— Start Excerpt —

However, the inclusion of the dummy variable is the critical part. The
model tells us that on average, a male respondent earns almost $500 more
than a female respondent across all IQ scores (different intercept, same
slope). We can plot this as:
ggplot(d, aes(x = iq, y = wage, color = factor(male))) +
geom_point(alpha = 0.6) +
geom_abline(intercept = coef(reg2)[1],
slope = coef(reg2)[2],
color = "red") +
geom_abline(intercept = coef(reg2)[1] + coef(reg2)[3],
slope = coef(reg2)[2],
color = "blue") +
scale_color_manual(values = c("red", "blue"),
labels = c("Female", "Male"),
name = "Gender") +
ggtitle("Wage vs IQ by gender (same slope)") +
labs(x = "IQ", y = "Wage") +
theme_minimal(base_size = 14)Dummy variable for gender (intercept and slope)
Let’s now assume that the slope is not constant, and that the gender
pay gap may change based on IQ score. We can create a new regression
that introduces an interaction term between iq and
male, which is modeled as:
\[ wage = \beta_0 + \beta_1 iq + \beta_2 male(0/1) + \beta_3 (iq \times male) + u\]
##
## Call:
## lm(formula = wage ~ iq * male, data = d)
##
## Residuals:
## Min 1Q Median 3Q Max
## -963.17 -183.58 -14.44 142.16 1806.99
##
## Coefficients:
## Estimate Std. Error t value Pr(>|t|)
## (Intercept) 357.8567 84.7894 4.221 2.68e-05 ***
## iq 3.7285 0.8492 4.391 1.26e-05 ***
## male1 149.1039 139.6018 1.068 0.2858
## iq:male1 3.4121 1.3510 2.526 0.0117 *
## ---
## Signif. codes: 0 '***' 0.001 '**' 0.01 '*' 0.05 '.' 0.1 ' ' 1
##
## Residual standard error: 297.9 on 931 degrees of freedom
## Multiple R-squared: 0.4589, Adjusted R-squared: 0.4572
## F-statistic: 263.2 on 3 and 931 DF, p-value: < 2.2e-16
This regression reveals a more nuanced picture of the gender wage
gap. The interaction term between iq and male
is statistically significant (p = 0.012), indicating that the
relationship between IQ and wages differs by gender. For female
respondents, each 1-point increase in IQ corresponds to a $3.73 increase
in wage, while for male respondents, each 1-point increase in IQ
corresponds to a $7.14 increase in wage (3.73 + 3.41). This means that
the gender wage gap widens as IQ increases. Interestingly, the main
effect of male is no longer statistically significant (p = 0.286),
suggesting that at very low IQ levels, there is no significant wage
difference between genders. However, the interaction effect means that
at higher IQ levels—closer to the sample mean—the gender wage gap
becomes substantial. The \(R^2\) has
improved slightly to 45.89%, indicating that allowing the slope to vary
by gender provides a marginally better fit to the data than the parallel
slopes model in reg2.

— End Excerpt —

*Short exercise*.
Answer these from the regression excerpt above:
(a) On average, how much more does a male respondent earn than a female respondent in the same-slope model?
(b) In the model with the interaction term, how much does wage increase for each 1-point rise in IQ among male respondents?
(c) What multiple R-squared does the interaction model reach?

— Start Recorded information —

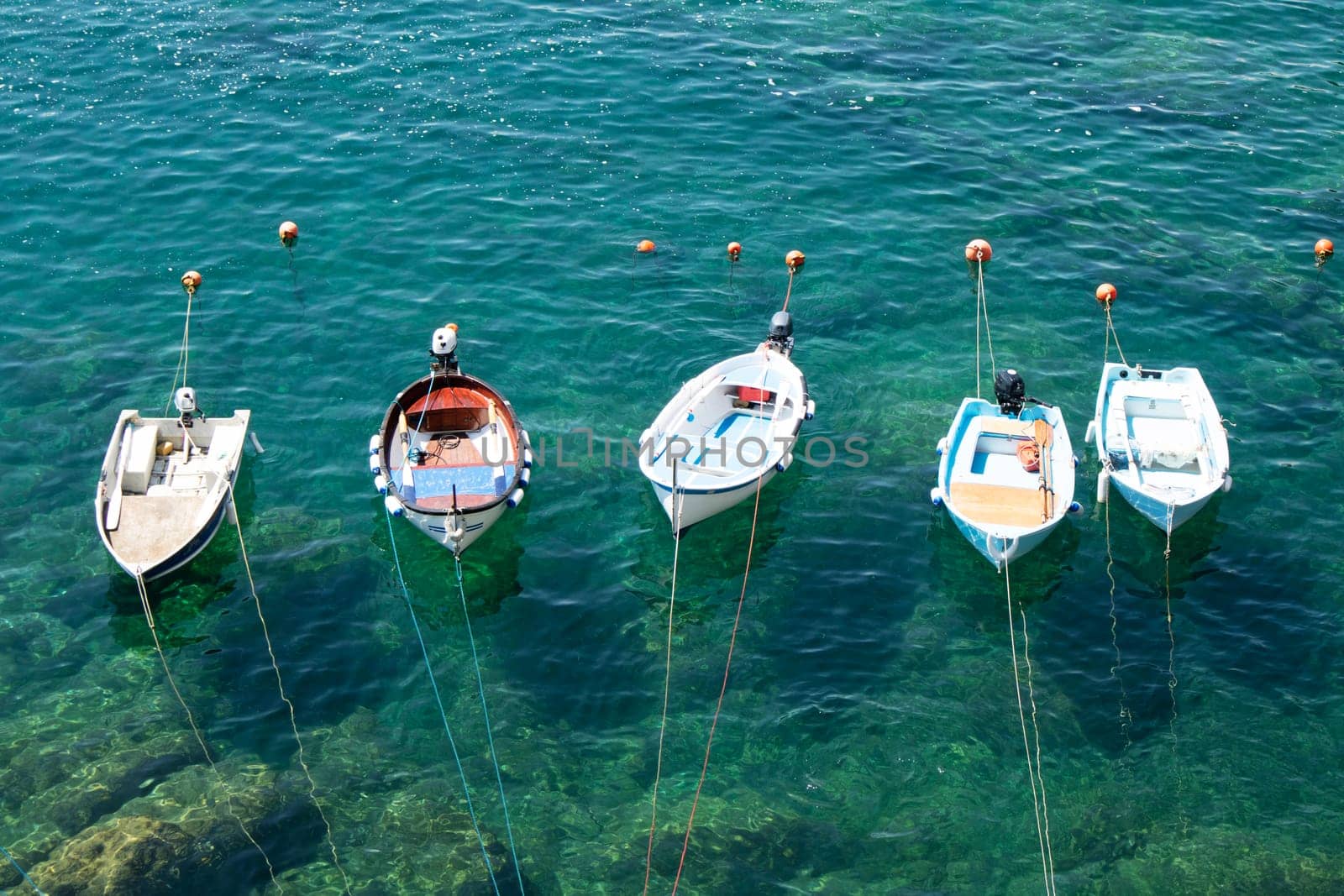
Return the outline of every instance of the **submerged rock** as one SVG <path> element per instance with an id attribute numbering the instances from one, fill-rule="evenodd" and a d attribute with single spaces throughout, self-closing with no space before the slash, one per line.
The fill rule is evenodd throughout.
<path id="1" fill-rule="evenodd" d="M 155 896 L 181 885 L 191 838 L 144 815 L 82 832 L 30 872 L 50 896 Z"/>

— End Recorded information —
— Start Recorded information —

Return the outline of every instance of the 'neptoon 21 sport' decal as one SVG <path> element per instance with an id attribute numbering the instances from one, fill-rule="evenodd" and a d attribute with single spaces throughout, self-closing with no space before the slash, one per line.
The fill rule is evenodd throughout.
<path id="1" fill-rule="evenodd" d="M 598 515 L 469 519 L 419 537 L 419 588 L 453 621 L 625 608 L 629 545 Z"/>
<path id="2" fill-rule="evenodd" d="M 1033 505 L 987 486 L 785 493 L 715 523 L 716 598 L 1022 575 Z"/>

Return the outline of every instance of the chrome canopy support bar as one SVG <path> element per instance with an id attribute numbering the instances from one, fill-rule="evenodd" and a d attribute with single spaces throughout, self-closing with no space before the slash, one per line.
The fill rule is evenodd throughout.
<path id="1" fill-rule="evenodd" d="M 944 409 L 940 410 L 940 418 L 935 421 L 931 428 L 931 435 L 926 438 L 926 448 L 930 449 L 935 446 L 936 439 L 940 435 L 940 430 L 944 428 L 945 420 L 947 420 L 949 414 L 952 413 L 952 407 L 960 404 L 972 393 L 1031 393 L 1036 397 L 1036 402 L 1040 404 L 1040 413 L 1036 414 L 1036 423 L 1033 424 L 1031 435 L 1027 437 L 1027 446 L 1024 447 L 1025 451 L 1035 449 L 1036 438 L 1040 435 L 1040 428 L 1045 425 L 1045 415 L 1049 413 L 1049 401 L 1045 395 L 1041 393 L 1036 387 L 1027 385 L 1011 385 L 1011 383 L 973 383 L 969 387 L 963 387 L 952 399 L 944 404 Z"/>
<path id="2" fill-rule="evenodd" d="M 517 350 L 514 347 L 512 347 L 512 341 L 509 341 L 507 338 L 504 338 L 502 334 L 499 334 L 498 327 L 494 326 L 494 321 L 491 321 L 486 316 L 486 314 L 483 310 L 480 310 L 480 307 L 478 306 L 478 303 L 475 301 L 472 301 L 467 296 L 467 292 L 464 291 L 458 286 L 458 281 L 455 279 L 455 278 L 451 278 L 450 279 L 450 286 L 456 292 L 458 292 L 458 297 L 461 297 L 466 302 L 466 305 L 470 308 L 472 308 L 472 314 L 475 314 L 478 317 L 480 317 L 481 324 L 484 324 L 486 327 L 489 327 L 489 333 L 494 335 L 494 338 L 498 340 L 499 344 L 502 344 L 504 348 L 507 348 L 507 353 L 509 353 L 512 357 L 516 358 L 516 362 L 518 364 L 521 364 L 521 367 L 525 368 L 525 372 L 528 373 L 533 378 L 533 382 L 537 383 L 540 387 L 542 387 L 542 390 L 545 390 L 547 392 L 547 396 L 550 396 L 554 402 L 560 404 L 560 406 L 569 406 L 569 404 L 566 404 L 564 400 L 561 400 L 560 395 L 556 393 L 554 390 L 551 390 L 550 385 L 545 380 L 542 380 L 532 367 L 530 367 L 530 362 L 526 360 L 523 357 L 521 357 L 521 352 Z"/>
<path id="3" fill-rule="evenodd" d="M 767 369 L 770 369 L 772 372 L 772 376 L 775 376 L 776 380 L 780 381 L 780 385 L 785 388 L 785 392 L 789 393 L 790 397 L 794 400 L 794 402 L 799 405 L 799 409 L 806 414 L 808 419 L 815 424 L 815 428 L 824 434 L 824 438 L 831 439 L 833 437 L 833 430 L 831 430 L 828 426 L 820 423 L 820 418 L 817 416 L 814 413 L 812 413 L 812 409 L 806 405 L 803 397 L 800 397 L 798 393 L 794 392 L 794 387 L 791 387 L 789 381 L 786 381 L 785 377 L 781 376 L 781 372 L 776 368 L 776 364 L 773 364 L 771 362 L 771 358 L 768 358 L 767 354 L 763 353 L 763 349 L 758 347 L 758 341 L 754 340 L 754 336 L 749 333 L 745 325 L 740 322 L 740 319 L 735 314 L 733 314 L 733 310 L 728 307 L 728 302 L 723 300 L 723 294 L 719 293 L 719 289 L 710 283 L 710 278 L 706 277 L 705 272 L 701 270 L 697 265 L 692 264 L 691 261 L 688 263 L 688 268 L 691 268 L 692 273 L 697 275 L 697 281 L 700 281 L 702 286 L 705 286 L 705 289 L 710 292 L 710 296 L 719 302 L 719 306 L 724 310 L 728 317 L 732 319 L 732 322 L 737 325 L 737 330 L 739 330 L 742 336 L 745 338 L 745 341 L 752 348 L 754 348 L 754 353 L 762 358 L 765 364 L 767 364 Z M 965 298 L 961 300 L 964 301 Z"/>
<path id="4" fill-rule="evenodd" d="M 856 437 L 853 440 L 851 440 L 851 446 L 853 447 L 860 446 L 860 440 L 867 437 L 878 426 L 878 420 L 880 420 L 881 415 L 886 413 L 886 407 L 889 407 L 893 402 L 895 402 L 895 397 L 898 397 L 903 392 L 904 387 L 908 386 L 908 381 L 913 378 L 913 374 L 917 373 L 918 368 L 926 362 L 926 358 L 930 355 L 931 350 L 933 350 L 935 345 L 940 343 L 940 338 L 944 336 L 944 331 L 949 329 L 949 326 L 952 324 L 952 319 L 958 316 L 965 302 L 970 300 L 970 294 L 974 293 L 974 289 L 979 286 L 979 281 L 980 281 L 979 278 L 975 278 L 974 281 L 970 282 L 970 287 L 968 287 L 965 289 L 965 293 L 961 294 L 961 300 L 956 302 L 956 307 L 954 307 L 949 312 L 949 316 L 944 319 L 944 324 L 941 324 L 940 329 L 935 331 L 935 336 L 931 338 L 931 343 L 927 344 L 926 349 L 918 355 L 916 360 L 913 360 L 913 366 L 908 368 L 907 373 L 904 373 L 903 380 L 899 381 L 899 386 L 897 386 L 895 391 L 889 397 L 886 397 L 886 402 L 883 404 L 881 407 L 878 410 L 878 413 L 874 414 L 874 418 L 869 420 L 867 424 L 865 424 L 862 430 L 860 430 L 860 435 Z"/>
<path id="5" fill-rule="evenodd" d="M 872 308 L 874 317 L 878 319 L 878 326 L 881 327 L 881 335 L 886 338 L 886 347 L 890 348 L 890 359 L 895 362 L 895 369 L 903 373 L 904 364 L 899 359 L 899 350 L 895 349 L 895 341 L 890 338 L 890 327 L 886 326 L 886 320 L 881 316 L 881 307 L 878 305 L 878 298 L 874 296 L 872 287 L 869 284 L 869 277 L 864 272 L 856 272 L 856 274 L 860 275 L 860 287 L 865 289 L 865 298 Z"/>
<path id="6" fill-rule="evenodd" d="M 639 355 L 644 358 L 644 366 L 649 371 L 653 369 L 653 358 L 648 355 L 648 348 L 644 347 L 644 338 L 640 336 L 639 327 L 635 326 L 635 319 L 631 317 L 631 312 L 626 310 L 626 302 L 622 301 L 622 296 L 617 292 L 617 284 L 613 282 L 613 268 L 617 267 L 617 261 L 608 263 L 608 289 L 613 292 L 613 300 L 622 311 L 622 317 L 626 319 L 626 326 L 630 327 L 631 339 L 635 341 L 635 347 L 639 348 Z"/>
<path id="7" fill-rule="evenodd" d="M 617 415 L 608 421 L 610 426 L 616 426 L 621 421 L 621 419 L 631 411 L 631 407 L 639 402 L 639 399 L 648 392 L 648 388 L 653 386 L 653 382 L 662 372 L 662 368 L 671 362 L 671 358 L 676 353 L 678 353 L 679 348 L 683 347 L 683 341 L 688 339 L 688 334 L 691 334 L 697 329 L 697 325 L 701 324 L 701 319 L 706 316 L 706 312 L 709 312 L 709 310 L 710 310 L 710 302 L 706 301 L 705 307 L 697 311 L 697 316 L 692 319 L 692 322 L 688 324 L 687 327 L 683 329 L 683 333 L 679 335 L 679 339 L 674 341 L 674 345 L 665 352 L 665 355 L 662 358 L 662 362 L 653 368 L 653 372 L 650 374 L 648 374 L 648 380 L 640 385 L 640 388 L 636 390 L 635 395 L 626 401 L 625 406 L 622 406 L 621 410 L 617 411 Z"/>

— End Recorded information —

*Answer to the problem*.
(a) Almost $500.
(b) $7.14 (3.73 + 3.41).
(c) 0.4589, or 45.89%.